WORK TASK:
Each entry needs to be retyped exactly.

(Stored data entries)
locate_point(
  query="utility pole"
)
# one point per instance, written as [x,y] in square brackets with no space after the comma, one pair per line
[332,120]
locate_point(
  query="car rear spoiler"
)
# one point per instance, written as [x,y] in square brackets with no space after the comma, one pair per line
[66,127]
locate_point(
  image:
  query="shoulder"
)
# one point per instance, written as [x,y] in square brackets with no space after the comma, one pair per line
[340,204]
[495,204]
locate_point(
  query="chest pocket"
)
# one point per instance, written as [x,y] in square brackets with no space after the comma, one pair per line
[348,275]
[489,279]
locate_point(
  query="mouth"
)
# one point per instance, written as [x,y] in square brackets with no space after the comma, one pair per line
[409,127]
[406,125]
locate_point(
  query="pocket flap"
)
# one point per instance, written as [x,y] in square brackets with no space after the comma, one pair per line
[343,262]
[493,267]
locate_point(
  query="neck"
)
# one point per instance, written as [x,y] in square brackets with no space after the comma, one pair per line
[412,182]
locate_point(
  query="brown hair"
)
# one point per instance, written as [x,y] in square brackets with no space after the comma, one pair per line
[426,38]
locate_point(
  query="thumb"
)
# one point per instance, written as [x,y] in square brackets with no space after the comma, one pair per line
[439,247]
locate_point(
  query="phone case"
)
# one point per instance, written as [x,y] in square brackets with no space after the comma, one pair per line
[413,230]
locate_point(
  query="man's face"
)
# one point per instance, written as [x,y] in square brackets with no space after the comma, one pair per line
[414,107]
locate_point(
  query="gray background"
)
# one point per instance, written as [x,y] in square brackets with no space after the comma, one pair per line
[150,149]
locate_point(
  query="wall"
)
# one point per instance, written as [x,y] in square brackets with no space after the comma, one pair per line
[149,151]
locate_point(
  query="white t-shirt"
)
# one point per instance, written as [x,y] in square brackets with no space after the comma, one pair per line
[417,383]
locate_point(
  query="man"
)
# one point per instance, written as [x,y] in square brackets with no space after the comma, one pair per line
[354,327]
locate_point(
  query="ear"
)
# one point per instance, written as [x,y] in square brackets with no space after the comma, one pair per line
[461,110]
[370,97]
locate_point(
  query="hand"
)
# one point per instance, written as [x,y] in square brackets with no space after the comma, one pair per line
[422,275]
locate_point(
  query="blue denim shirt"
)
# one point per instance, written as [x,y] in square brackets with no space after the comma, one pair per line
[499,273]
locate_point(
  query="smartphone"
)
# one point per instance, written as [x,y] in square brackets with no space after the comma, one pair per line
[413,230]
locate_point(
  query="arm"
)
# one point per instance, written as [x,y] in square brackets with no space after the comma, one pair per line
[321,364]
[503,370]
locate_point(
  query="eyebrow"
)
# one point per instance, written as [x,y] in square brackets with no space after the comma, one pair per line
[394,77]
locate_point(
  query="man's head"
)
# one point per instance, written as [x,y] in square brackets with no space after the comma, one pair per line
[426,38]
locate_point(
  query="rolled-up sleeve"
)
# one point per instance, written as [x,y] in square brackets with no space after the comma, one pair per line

ANSWER FOR THE TASK:
locate_point(
  query="utility pole"
)
# one point per instance, written as [x,y] in square brackets with no space after the comma, one pair per line
[332,120]
locate_point(
  query="car rear spoiler"
)
# one point per instance, written as [x,y] in square brackets with no space after the comma, one pair per line
[66,127]
locate_point(
  image:
  query="shoulder"
)
# one point per instance, written as [x,y] in square brackets with no space after the comma, one pair per line
[340,204]
[495,204]
locate_point(
  query="chest pocket"
)
# one point per instance, written as [x,y] in square brackets with no space after the comma, one pair per line
[348,275]
[489,279]
locate_point(
  query="mouth"
)
# one point per instance, written as [x,y] in square brackets with no space after the comma, one pair per line
[409,127]
[406,125]
locate_point(
  query="pocket flap"
)
# one point per instance, written as [x,y] in square brackets with no space after the comma, one pair per line
[343,262]
[493,267]
locate_point(
  query="neck"
)
# one point per instance, written as [x,y] in square brackets with no space after the comma, one pair per line
[412,182]
locate_point(
  query="brown hair"
)
# one point per instance, written as [x,y] in square brackets with no space after the comma, one pair per line
[426,38]
locate_point(
  query="thumb"
)
# one point per instance, written as [x,y] in square brackets with no space after the comma, one pair per line
[439,247]
locate_point(
  query="phone case"
)
# one point per instance, written as [x,y] in square brackets with no space after the comma, one pair per line
[413,230]
locate_point(
  query="man's face"
)
# one point per instance, written as [x,y] in square brackets with no space after the comma, one pair per line
[414,107]
locate_point(
  query="gray background"
)
# one point per instance, written as [x,y] in square brackets with no space after the comma, one pair per line
[150,149]
locate_point(
  query="wall"
)
# one point per instance, written as [x,y] in square brackets with no space after the comma, one pair per line
[149,151]
locate_point(
  query="white t-shirt"
)
# one point per instance, written as [x,y] in square brackets with no space after the comma, one pair per line
[417,383]
locate_point(
  query="man"
)
# one point per instance, written as [x,y] in square brackets with no space after the comma, one pair per line
[354,327]
locate_point(
  query="ear"
)
# one point per instance, written as [x,y] in square brackets with no space after the comma, one pair per line
[461,110]
[370,97]
locate_point(
  query="hand"
)
# one point per instance, written as [x,y] in square brackets with no space after the comma, one pair per line
[422,275]
locate_point(
  query="blue denim shirt"
)
# one point per instance, written as [x,y] in square brackets with no space after the comma, one pair per line
[499,273]
locate_point(
  query="smartphone"
)
# one point per instance, written as [x,y] in square brackets with no space after the comma, one pair per line
[413,230]
locate_point(
  query="arm"
)
# one point per instance, written as [x,y] in square brackets with no space after the comma, one pair per line
[321,364]
[503,370]
locate_point(
  query="eyebrow"
)
# one point per instance, written as [x,y] in square brackets with no space after the comma, one pair per line
[394,77]
locate_point(
  query="man's head"
)
# one point per instance, written as [x,y] in square brackets with no space after the comma, one pair per line
[426,38]
locate_point(
  query="rolled-up sleeve"
)
# one point per instance, written as [x,y] in square brackets with no space after the comma, one pair per line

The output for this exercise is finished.